- [Task details]: Print the data below verbatim, every line unchanged.

- [Records provided]:

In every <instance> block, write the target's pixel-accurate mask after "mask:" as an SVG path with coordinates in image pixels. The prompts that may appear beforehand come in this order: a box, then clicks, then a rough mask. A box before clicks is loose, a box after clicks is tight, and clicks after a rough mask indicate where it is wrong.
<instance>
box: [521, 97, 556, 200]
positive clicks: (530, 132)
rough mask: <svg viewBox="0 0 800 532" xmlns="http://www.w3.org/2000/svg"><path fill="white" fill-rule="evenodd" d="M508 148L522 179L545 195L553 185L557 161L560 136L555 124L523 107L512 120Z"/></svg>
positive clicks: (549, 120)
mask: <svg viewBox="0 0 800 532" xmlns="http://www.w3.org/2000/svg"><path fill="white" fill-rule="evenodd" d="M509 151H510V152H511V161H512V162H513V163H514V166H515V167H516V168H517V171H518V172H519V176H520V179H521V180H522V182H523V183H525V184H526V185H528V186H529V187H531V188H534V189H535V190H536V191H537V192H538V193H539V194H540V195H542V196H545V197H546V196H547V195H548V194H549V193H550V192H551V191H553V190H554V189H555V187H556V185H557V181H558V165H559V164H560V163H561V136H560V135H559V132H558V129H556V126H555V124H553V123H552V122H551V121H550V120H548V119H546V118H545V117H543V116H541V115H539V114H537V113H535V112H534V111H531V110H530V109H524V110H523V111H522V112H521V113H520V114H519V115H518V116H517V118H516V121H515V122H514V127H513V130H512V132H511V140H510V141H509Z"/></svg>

- [Answer space]:
In every <instance> block, write the target's pixel-accurate mask after "mask:" as an SVG path with coordinates in image pixels. The prompts that may appear beforehand come in this order: a box, then clicks, then a rough mask. A box before clicks is loose, a box after clicks is tight, and clicks after a rough mask indicate where it is wrong.
<instance>
box: [521, 97, 556, 200]
positive clicks: (530, 132)
rough mask: <svg viewBox="0 0 800 532" xmlns="http://www.w3.org/2000/svg"><path fill="white" fill-rule="evenodd" d="M508 148L522 179L545 195L553 185L557 161L560 136L555 124L523 107L512 120Z"/></svg>
positive clicks: (549, 120)
mask: <svg viewBox="0 0 800 532" xmlns="http://www.w3.org/2000/svg"><path fill="white" fill-rule="evenodd" d="M509 151H510V152H511V161H512V162H513V163H514V166H515V167H516V168H517V171H518V172H519V176H520V179H521V180H522V182H523V183H525V184H526V185H528V186H529V187H531V188H534V189H535V190H536V191H537V192H538V193H539V194H540V195H542V196H545V197H546V196H547V195H548V194H549V193H550V192H551V191H553V190H554V189H555V187H556V185H557V181H558V165H559V164H560V163H561V136H560V135H559V132H558V129H556V126H555V124H553V123H552V122H551V121H550V120H548V119H546V118H545V117H543V116H541V115H539V114H537V113H535V112H534V111H531V110H530V109H524V110H523V111H522V112H521V113H520V114H519V115H518V116H517V118H516V121H515V122H514V127H513V130H512V132H511V140H510V141H509Z"/></svg>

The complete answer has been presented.